AIM OF THE TASK
Copy every line of the listing exactly.

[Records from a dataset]

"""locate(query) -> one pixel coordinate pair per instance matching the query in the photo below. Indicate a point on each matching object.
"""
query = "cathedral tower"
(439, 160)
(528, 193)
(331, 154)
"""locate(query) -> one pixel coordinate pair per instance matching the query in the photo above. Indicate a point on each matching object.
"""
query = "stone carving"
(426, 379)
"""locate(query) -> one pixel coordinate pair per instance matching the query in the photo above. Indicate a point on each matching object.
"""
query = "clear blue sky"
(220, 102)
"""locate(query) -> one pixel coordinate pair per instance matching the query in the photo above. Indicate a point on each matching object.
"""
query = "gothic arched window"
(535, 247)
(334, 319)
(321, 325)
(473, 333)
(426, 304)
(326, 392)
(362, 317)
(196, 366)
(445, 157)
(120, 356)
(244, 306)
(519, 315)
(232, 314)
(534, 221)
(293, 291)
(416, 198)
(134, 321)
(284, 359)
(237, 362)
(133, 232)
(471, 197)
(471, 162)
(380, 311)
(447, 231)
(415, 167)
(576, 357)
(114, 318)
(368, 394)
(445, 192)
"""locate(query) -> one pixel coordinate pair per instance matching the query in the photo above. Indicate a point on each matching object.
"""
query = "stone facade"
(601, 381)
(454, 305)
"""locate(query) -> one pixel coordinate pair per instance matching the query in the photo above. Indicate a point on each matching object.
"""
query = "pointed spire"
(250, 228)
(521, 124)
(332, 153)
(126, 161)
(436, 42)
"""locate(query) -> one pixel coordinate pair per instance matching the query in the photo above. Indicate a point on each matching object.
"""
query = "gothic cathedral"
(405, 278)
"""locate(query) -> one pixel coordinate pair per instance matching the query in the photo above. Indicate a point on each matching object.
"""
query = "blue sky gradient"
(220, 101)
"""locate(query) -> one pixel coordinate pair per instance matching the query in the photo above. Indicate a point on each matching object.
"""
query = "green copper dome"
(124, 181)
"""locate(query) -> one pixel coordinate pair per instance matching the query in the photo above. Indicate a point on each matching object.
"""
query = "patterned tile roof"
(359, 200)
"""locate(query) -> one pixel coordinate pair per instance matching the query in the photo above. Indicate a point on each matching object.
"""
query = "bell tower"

RESPONSE TO THIS TASK
"""locate(query) -> one pixel coordinate pair per instance matching the query in the photo below. Indicate a point on each matching object.
"""
query = "cathedral tower"
(439, 160)
(528, 193)
(331, 154)
"""locate(query) -> one pixel coordinate pair per instance matching the query in the photo above. Indicate a point on each matching object.
"""
query = "stone carving"
(426, 379)
"""locate(query) -> one pixel coordinate pair per instance matching the query in the photo above. Indicate a point on each matching object.
"""
query = "clear blue sky"
(220, 102)
"""locate(query) -> one pixel coordinate pair per instance matching the query in the photo above. Indicate a point on each matching object.
"""
query = "gothic arched window"
(535, 247)
(334, 319)
(321, 325)
(473, 333)
(426, 304)
(326, 392)
(362, 317)
(196, 366)
(445, 157)
(120, 356)
(244, 306)
(519, 315)
(232, 314)
(534, 221)
(293, 291)
(416, 198)
(134, 321)
(284, 359)
(237, 362)
(133, 232)
(471, 197)
(471, 162)
(380, 311)
(447, 231)
(415, 167)
(576, 357)
(114, 318)
(368, 394)
(445, 192)
"""locate(query) -> one pixel coordinate pair per instance matching the query in the photo above. Indicate a point on each matching object.
"""
query = "stone facade"
(601, 381)
(454, 305)
"""locate(query) -> one pixel coordinate pair per instance matching the query in the photo above. Indicate a point on each matching object.
"""
query = "pointed spire"
(250, 228)
(521, 124)
(332, 153)
(126, 161)
(436, 42)
"""locate(query) -> one pixel coordinate pair per instance matching the query in the photo above. Indicate a point on each matching object.
"""
query = "gothic cathedral"
(405, 278)
"""locate(query) -> one pixel coordinate pair per instance matching the query in the photo above. Indicate a point on each matching object.
"""
query = "blue sky gradient"
(220, 101)
"""locate(query) -> one pixel coordinate pair per instance matching the query in the photo above. Indicate a point on each matching object.
"""
query = "green copper dome"
(124, 181)
"""locate(query) -> one pixel coordinate pair per instance matching the query in the photo above. Indicate a point on each matching object.
"""
query = "patterned tile roof"
(359, 200)
"""locate(query) -> one pixel coordinate pair per instance matching the query in the photo above. Indicate a point on each matching object.
"""
query = "bell tower"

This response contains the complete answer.